§ YOUR TASK: Please update the records starting at their beginning and ending at the line that contains "column 475, row 281", swapping "Target" for "Label" and changing nothing else. Return only those lines.

§ ENTRIES:
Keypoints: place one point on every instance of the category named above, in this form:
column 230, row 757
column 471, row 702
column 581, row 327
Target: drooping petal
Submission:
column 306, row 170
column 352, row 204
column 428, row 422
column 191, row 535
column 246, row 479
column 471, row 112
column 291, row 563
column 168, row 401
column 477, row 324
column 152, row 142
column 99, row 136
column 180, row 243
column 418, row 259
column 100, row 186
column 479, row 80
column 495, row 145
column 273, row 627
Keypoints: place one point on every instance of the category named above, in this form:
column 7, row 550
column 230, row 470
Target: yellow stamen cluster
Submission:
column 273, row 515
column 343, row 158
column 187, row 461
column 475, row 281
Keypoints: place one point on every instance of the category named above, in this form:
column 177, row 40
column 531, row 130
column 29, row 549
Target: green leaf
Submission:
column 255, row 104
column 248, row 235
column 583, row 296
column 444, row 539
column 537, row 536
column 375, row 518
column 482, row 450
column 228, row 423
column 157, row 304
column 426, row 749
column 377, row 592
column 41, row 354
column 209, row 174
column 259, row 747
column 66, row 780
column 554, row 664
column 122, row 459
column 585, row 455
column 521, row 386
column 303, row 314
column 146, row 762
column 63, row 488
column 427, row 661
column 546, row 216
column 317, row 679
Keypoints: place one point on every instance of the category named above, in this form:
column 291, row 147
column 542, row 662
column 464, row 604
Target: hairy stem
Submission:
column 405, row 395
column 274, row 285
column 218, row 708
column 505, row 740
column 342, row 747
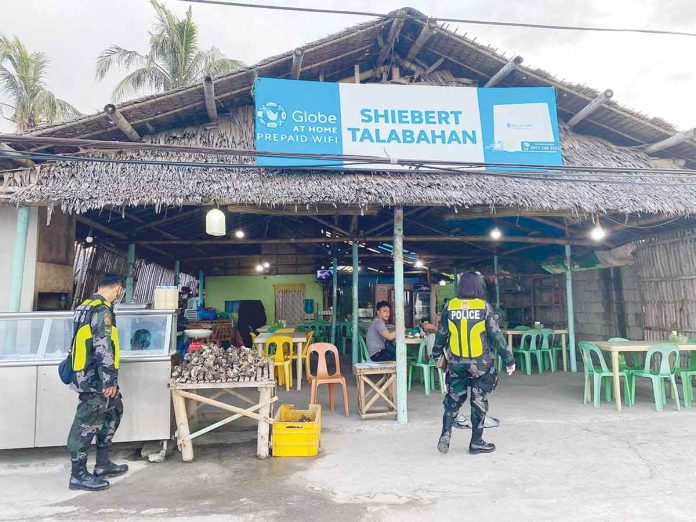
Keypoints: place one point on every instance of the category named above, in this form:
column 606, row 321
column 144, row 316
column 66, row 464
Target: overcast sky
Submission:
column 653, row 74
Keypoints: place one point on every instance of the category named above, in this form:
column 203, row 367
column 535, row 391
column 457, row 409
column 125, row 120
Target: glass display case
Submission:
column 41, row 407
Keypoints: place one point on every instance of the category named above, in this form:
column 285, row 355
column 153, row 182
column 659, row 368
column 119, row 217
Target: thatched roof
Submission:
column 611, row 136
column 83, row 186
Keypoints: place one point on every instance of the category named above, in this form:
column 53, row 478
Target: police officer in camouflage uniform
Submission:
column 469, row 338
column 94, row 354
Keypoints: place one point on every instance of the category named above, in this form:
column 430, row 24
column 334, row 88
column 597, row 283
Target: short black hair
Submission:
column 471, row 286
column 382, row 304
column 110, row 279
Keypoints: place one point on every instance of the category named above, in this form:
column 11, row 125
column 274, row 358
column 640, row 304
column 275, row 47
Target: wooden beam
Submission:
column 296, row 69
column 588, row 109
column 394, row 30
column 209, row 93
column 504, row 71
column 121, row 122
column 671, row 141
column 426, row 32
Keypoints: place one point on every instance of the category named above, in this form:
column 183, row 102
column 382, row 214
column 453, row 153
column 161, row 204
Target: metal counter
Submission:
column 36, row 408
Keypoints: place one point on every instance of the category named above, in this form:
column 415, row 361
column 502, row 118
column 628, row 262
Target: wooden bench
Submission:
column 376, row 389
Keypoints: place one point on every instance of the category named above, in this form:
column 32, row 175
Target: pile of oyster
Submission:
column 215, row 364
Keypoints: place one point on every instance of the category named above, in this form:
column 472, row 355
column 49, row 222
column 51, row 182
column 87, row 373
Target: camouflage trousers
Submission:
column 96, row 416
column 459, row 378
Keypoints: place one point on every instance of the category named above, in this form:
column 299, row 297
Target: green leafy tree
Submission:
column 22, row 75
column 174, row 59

§ REPLY TO THE EXERCISE:
Keypoints: place one point on every instance of the category named above, in this form:
column 230, row 757
column 471, row 702
column 581, row 327
Label: drooping petal
Submission:
column 306, row 170
column 352, row 204
column 428, row 422
column 191, row 535
column 246, row 479
column 471, row 112
column 291, row 563
column 168, row 401
column 477, row 324
column 152, row 142
column 99, row 136
column 180, row 243
column 418, row 259
column 100, row 186
column 479, row 80
column 495, row 145
column 273, row 627
Keypoints: place one point on every instance of the category named above, in this form:
column 7, row 550
column 230, row 470
Label: yellow stamen cluster
Submission:
column 273, row 515
column 343, row 158
column 187, row 461
column 475, row 281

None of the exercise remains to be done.